Document:
## START

*batteries not included: A family of alien unmanned aerial vehicles make delivery and manipulation look easy.

August 3, 2018

Recommendation: Pull a Jack Black in Jumanji: Welcome to the Jungle and release your inner girly-girl: Watch the movie and then go fly some drones and imagine what it would be like to program a drone that had arms.

 

 

This overlooked 1987 movie was co-written by Brad Bird (his first screenwriting job), co-produced by Steven Spielberg, and starred the original acting power couple Hume Cronyn and Jessica Tandy. About the only thing missing in its pedigree is Joss Whedon and J.J. Abrams. Why *batteries not included was only a modest success remains a mystery. The movie that has so many attractive elements: The robots are alien robots! They fly! They have robot babies! Yes, a movie about the cutest alien unmanned aerial vehicle (UAV)s with end effectors EVER. One explanation for the dismissal by the public is that everyone was expecting another Cocoon, the blockbuster, award-winning sci-fi hit that established Ronny Howard, the little kid from The Andy Griffith Show and the teenager from Happy Days, as Ron Howard, the serious director. Cocoon was very much a comedy/drama about aging with science fiction as the enabler for the plot, while *batteries not included was more of the traditional sci-fi movie, which studios really didn’t know how to market.

 

Putting manipulators on a UAV is no mean feat. The control software needed to keep a quadcopter from falling out of the sky is very complex, especially with different wind conditions, mechanical turbulence and wind shear from buildings or flying close to the ground etc.  Delivery with a UAV is even harder because the weight changes with pickup and dropoff, and thus the controls have to operate—correctly and predictably—across a wide range of conditions.  At a minimum, the package has to be within the maximum take-off weight for the system and mounted on the center of gravity to keep balance.  A dangling package creates a sling load that can begin to swing dangerously in the wind or in a reaction to sudden movement and cause a crash (this happens with those big Huey helicopter too). Adding a manipulator is more than just mounting a lightweight arm in the center of the UAV—it adds much more control complexity because the arm has to reach down or out, pick up or grasp an object, and perhaps pull or twist. Grasping is still very much an open research question, with soft robotics as one solution, see my review of Big Hero 6 for a description. Manipulation (see the topic here) is hard enough for a stationary, heavy robot whose body serves as a counterweight.

## END

Parts of the exercise:
1. In the review, condense the paragraph beginning "Putting manipulators on a UAV" into a bulleted list that keeps its main facts.
2. According to the review, who co-produced *batteries not included?
3. Duplicate everything in the review from "August 3, 2018" down to "that had arms.".
The data were taken from a different source.

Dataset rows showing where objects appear
## START

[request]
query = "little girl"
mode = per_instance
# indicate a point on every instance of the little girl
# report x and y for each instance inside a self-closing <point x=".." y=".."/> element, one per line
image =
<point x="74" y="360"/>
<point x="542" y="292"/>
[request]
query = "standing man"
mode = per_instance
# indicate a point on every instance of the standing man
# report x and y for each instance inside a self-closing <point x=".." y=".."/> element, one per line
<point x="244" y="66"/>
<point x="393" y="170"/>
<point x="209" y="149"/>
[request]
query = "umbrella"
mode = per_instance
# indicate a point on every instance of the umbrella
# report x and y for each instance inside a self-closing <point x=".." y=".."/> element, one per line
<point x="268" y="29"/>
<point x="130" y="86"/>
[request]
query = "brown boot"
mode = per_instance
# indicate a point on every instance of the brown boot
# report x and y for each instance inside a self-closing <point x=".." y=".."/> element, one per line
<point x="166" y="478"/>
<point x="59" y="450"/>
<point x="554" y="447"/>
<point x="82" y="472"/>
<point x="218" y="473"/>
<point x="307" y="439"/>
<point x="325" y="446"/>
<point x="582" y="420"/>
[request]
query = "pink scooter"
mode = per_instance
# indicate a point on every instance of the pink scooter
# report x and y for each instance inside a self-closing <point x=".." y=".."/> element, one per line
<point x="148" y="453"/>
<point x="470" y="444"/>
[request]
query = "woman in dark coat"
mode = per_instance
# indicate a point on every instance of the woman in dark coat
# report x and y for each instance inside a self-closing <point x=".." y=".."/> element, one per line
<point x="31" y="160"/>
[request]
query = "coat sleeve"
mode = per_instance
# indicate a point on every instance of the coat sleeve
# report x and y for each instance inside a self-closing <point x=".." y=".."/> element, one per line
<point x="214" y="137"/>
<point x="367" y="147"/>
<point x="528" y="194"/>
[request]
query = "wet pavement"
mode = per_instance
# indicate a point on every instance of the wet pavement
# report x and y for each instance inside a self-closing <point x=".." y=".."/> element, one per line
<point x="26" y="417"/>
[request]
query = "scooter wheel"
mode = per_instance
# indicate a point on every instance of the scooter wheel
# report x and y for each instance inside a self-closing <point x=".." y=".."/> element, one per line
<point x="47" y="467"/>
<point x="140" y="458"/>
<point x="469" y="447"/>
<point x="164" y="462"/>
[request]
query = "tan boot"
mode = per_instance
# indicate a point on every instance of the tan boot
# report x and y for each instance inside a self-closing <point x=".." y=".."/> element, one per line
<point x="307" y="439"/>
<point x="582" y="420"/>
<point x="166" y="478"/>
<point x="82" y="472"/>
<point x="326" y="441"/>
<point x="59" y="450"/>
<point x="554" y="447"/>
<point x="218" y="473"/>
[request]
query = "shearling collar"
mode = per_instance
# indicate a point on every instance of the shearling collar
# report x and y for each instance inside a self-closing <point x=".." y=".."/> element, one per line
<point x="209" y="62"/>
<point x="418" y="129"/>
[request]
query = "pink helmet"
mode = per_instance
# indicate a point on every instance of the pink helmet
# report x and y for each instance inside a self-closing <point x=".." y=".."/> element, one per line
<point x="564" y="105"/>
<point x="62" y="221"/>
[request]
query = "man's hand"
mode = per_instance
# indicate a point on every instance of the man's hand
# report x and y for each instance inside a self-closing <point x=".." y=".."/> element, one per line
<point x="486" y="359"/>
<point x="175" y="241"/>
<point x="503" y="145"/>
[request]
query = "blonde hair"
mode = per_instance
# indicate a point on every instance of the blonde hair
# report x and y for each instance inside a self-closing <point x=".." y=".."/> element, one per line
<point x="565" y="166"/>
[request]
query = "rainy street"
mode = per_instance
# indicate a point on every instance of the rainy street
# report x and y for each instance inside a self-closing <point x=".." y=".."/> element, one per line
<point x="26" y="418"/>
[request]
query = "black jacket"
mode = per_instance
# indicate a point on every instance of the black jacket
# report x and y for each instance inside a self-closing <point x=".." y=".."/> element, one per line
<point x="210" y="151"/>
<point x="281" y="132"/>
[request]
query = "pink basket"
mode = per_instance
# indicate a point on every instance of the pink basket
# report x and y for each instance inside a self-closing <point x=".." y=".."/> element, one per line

## END

Task-by-task solutions:
1.
- Putting manipulators on a UAV is very difficult.
- Keeping a quadcopter in the air takes very complex control software, especially with changing wind, mechanical turbulence, and wind shear from buildings or from flying close to the ground.
- Delivery is harder still, because the weight changes at pickup and dropoff, so the controls must work correctly and predictably across a wide range of conditions.
- The package must stay within the maximum take-off weight and be mounted at the center of gravity to keep balance.
- A dangling package creates a sling load that can swing in the wind or after a sudden movement and cause a crash, which also happens with big Huey helicopters.
- An arm adds much more control complexity, because it has to reach down or out, grasp an object, and perhaps pull or twist.
- Grasping is still an open research question, and soft robotics is one solution.
- Manipulation is hard even for a stationary, heavy robot whose body serves as a counterweight.

2. Steven Spielberg.

3.
August 3, 2018

Recommendation: Pull a Jack Black in Jumanji: Welcome to the Jungle and release your inner girly-girl: Watch the movie and then go fly some drones and imagine what it would be like to program a drone that had arms.